--- begin ---
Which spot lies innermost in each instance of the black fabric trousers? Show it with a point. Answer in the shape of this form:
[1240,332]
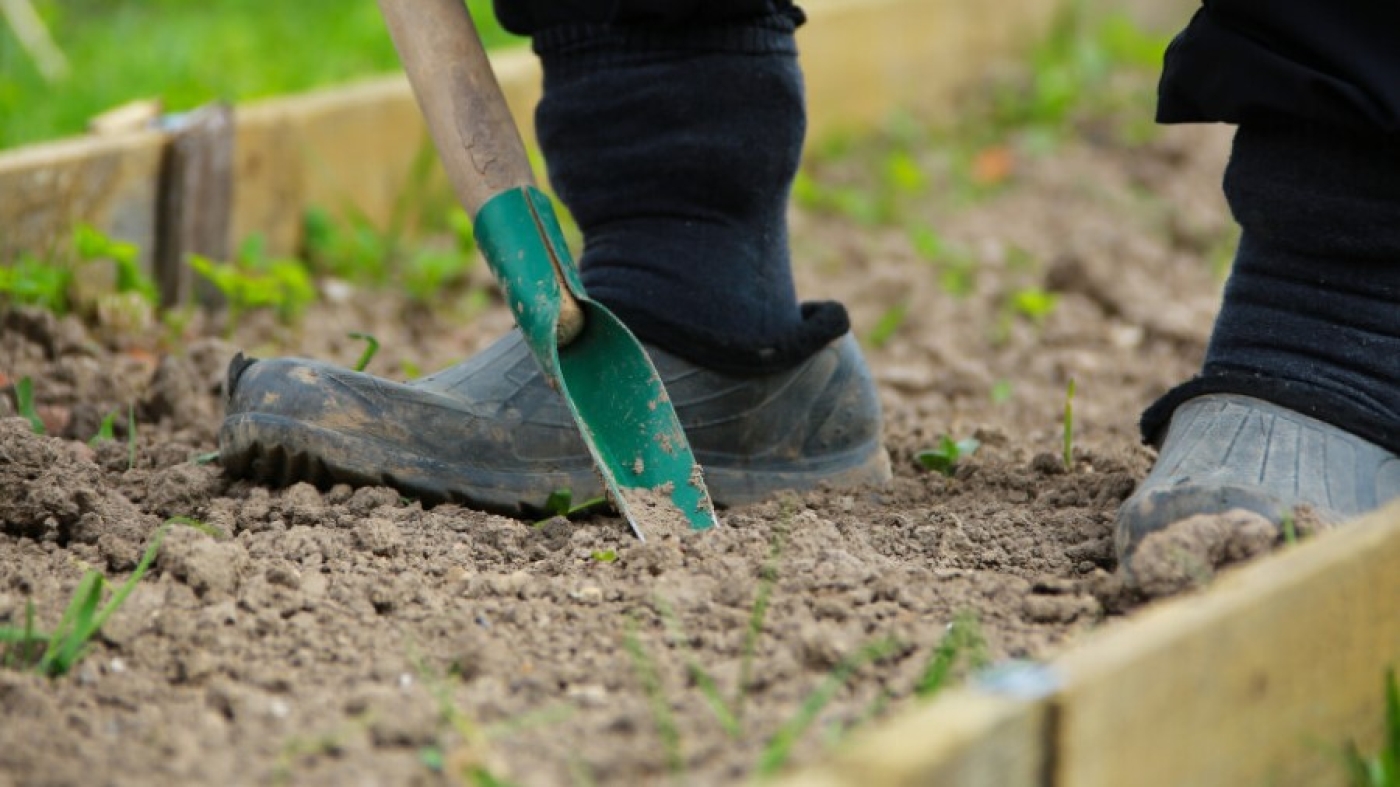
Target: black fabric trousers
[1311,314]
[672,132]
--- end ---
§ Exercise aim: Please revise the records above so that every "trousers" becomes "pants", with everything else unchanged. Leave the pictures out of your answer.

§ Full output:
Which spot lies innermost in each instance of the black fabric pants? Show it with a point. Answer in the shape of this form:
[1240,332]
Target: black fabric pants
[1311,314]
[672,132]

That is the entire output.